The qualifier defines the type of data, and the names are treated like variables.

main.nf

process INDEX {
  [ directives ]

  input:
  path transcriptome

  output:
  path 'salmon_index'

  script:
  """
  salmon index --transcripts $transcriptome --index salmon_index
  """
}

Note that the input path transcriptome refers to a variable, meaning the actual file or directory provided as input can be changed depending on the data you provide it. The output path 'salmon_index' is fixed, meaning it will always expect an output folder called salmon_index, no matter what the input is.

This is how Nextflow can handle different inputs while always producing the same output name.

More information on using input and output blocks can be found in the Nextflow documentation for process inputs and outputs.

2.1.2 Saving our output files to an output directory with publishDir

Next we will implement the Nextflow equivalent of saving the output files into a results/ directory. Recall from Part 1 that we can use the publishDir directive to accomplish this. This will direct Nextflow to copy all of the process' outputs to a given directory.

Recorded data:

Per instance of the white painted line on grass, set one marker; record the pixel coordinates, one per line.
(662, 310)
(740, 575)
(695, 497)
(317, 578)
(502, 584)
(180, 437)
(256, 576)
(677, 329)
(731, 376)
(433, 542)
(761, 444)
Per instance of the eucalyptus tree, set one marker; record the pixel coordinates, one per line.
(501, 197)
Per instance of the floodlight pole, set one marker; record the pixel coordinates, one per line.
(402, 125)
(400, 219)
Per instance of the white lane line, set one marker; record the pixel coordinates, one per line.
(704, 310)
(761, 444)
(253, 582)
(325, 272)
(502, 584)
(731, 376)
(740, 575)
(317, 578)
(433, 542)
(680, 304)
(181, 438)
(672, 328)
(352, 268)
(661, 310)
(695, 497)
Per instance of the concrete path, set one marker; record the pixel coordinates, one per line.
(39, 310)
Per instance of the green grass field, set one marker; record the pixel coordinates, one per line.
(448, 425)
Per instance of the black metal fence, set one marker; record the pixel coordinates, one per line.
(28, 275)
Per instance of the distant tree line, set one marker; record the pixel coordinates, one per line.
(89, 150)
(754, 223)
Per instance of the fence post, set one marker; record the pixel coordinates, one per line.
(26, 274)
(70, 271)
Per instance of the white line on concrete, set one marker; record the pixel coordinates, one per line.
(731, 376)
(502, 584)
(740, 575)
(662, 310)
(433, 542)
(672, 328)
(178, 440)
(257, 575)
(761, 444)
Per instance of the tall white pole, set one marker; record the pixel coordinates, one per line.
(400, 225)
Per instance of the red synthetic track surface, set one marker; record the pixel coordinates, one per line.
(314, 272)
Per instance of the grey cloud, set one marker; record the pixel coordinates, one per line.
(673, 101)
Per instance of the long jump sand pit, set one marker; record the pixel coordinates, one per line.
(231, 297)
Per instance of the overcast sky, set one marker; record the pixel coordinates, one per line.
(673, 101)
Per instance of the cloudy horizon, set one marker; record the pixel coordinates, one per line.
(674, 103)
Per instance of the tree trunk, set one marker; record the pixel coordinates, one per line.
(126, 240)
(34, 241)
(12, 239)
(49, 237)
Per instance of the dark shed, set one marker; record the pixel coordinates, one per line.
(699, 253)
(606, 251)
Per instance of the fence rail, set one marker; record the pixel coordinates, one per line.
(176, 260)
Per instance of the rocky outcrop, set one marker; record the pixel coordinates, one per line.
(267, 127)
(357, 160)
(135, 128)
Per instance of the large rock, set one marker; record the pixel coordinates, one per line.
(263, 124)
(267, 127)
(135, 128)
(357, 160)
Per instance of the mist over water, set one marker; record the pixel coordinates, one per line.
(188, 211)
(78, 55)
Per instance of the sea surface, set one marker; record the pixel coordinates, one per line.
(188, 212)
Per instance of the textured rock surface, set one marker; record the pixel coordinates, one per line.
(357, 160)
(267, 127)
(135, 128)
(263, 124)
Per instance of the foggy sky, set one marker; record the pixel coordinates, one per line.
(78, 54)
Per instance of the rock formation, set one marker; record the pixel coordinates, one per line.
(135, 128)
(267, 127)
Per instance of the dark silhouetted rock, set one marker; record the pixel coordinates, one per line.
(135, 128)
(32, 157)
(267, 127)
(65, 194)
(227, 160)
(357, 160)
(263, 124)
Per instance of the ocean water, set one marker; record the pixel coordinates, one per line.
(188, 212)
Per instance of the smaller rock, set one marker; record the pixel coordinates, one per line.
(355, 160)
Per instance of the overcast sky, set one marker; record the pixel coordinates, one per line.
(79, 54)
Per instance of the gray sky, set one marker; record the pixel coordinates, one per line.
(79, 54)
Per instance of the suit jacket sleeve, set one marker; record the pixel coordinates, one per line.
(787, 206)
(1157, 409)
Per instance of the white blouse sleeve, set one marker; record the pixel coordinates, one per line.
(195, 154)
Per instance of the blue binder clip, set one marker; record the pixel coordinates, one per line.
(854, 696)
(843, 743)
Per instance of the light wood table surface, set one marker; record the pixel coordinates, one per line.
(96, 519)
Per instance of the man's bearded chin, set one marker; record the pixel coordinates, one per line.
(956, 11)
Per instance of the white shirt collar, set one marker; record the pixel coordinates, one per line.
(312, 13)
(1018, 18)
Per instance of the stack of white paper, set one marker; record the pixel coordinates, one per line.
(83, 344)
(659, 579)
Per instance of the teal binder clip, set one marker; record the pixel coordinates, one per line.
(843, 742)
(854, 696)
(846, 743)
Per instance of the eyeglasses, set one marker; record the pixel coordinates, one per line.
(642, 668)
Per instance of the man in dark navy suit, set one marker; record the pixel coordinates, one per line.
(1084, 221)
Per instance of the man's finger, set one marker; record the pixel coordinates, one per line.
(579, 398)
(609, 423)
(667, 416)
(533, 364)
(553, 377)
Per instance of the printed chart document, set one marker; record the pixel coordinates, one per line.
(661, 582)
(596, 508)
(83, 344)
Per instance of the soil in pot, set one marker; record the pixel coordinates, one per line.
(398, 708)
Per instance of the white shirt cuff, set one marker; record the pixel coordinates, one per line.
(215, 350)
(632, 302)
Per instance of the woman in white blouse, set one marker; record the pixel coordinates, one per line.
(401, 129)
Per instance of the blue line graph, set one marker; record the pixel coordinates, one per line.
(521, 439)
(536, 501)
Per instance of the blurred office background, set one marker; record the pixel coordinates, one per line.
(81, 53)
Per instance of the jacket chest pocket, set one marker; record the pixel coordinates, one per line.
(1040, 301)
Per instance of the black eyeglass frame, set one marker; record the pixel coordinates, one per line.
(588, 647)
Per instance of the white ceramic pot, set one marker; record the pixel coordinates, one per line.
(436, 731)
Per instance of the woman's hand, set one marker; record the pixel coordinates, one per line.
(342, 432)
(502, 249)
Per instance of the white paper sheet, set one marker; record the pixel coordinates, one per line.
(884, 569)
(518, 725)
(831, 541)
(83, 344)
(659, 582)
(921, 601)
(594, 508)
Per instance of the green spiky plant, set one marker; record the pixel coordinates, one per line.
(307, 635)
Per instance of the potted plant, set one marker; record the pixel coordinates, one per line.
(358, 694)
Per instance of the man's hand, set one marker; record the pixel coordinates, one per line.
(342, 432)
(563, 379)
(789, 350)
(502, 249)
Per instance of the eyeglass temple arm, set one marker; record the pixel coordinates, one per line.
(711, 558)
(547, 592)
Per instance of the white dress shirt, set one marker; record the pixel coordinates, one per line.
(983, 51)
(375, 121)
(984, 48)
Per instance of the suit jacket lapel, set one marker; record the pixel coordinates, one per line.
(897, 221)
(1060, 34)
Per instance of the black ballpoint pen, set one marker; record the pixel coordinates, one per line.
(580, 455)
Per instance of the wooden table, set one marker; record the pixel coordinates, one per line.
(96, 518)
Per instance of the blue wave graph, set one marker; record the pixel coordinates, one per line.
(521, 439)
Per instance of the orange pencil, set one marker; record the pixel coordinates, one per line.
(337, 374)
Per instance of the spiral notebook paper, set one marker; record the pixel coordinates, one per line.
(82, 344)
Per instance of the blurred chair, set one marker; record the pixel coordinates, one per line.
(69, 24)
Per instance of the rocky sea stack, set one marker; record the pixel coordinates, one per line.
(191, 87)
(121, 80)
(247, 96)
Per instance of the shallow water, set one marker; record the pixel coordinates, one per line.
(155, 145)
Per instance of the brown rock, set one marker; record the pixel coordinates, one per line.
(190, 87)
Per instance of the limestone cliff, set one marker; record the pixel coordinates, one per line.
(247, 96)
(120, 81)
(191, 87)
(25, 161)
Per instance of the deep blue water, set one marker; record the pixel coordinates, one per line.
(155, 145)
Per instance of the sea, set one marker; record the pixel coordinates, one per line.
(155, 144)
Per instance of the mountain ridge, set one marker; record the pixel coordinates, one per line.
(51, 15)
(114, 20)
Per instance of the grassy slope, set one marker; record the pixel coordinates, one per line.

What is required:
Set down, word for word, the passage of the Nextflow excerpt that begins with the words "Note that the" and ends with "inputs and outputs.".

Output for this exercise:
Note that the input path transcriptome refers to a variable, meaning the actual file or directory provided as input can be changed depending on the data you provide it. The output path 'salmon_index' is fixed, meaning it will always expect an output folder called salmon_index, no matter what the input is.

This is how Nextflow can handle different inputs while always producing the same output name.

More information on using input and output blocks can be found in the Nextflow documentation for process inputs and outputs.